Assignment.
Please write out the records word for word, from their first line through the line that contains "148L0 189L146 240L167", including both ends.

Stored items
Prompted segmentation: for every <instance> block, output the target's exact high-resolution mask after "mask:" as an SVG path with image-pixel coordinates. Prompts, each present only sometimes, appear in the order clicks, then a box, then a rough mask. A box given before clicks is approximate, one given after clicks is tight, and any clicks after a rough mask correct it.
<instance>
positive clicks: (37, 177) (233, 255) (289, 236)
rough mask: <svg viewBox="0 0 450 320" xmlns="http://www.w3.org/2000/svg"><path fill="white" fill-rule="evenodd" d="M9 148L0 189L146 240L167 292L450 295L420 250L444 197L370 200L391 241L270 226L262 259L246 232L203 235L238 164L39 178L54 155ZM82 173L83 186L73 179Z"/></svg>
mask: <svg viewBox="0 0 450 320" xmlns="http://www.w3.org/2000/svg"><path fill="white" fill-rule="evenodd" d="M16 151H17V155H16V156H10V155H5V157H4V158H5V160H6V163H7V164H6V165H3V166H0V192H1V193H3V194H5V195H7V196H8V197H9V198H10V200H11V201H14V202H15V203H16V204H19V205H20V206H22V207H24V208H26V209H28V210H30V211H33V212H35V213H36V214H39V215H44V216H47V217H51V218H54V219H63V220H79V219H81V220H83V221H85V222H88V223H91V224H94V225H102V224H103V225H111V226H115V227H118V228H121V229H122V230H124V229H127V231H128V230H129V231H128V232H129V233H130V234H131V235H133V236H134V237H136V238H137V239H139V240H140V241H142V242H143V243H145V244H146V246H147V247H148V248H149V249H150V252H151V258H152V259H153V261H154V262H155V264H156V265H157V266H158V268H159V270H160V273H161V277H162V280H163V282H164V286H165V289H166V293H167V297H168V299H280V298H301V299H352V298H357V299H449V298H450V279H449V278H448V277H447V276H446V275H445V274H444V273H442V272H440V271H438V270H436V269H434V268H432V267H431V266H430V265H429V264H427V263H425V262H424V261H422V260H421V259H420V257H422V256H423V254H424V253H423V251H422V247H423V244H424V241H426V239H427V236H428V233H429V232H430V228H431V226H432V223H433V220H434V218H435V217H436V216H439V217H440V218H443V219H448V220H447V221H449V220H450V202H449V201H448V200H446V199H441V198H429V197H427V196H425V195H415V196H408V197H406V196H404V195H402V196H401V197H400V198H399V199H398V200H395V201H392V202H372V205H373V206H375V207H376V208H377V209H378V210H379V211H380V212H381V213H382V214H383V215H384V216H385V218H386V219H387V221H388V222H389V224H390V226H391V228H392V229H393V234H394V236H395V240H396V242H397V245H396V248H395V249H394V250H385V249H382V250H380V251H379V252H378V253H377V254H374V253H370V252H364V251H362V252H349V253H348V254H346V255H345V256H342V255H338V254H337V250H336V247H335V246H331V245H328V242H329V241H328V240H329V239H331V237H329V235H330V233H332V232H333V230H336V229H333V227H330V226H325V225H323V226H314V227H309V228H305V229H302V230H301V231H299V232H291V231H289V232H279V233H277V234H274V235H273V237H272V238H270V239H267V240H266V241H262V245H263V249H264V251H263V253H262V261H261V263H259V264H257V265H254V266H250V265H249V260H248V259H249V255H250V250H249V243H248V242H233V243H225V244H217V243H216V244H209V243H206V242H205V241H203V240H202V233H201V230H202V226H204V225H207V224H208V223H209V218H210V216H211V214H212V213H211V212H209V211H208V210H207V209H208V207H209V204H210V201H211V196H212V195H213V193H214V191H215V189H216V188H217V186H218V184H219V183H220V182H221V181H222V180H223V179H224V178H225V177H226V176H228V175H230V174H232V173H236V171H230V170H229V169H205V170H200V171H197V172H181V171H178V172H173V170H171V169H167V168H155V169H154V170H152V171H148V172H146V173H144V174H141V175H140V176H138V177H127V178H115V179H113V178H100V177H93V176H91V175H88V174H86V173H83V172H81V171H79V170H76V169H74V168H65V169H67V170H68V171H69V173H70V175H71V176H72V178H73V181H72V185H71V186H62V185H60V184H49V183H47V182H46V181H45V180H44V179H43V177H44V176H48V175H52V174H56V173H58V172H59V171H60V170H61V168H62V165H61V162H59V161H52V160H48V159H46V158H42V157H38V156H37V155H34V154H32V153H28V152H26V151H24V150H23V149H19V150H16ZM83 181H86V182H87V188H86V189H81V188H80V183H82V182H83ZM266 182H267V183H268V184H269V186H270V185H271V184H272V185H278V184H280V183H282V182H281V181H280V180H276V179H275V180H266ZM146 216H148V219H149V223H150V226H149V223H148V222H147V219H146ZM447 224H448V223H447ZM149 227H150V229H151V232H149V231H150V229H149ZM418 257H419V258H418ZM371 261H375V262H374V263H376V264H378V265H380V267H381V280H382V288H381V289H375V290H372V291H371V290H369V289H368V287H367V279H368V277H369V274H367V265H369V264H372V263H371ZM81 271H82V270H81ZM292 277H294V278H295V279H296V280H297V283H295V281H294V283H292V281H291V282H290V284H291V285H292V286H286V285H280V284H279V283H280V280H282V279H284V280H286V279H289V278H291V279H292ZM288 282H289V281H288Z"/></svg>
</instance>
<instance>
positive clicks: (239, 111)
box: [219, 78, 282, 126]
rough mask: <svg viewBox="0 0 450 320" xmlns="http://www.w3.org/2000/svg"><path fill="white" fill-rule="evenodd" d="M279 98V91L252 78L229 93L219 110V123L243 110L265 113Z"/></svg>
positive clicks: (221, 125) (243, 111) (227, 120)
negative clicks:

Solution for this problem.
Prompted segmentation: for every <instance> block, output the target's exact high-resolution mask after "mask:" as an SVG path with image-pixel coordinates. Prompts, each present only sometimes, appear in the order clicks, then a box, then a rough mask. A box given before clicks is approximate, one given after clicks is tight, and any clicks after a rough mask correct it.
<instance>
positive clicks: (37, 177) (233, 255) (289, 236)
rough mask: <svg viewBox="0 0 450 320" xmlns="http://www.w3.org/2000/svg"><path fill="white" fill-rule="evenodd" d="M9 148L0 189L146 240L167 292L450 295L420 250L444 197L370 200L391 241L270 226L262 259L246 232L203 235L238 164L39 178L54 155ZM82 173L83 186L73 179Z"/></svg>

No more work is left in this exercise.